## [Required task]
Scale the part of the items that opens with the line containing "task | place a point on the railing top" and closes with the line containing "x=312, y=226". Give every line in that part again, requests included, with each answer coordinate multiplied by 1.4 and rounded to a whole number (halves up), the requests and their sample coordinates unchanged, and nothing outside it.

== Data to process

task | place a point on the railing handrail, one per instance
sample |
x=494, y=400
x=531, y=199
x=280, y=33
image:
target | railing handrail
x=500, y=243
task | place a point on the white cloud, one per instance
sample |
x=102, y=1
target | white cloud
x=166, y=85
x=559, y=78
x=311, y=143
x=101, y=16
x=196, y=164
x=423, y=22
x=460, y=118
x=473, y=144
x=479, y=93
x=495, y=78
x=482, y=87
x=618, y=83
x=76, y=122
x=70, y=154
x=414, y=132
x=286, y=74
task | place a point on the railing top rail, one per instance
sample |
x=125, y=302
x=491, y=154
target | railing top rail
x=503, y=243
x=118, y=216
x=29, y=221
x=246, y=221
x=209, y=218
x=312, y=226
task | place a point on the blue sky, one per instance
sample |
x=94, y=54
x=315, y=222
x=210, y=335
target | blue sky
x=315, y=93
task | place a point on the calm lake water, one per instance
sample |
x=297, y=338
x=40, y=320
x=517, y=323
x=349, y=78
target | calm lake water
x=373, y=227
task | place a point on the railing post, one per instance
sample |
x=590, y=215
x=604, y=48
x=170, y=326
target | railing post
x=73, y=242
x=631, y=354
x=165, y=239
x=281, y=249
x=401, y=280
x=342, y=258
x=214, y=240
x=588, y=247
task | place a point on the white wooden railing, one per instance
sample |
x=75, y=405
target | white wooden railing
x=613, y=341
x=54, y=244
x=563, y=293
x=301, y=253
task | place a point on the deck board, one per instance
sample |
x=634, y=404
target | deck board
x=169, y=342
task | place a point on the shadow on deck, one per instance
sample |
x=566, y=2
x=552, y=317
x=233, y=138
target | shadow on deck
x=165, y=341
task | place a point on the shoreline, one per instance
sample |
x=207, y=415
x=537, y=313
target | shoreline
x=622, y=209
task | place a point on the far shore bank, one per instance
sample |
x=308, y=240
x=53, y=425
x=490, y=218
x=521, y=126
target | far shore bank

====

## [Response to this task]
task | place a point on the railing top rail, one per instance
sample |
x=125, y=302
x=491, y=154
target | railing top rail
x=704, y=340
x=165, y=302
x=41, y=309
x=344, y=309
x=293, y=305
x=437, y=316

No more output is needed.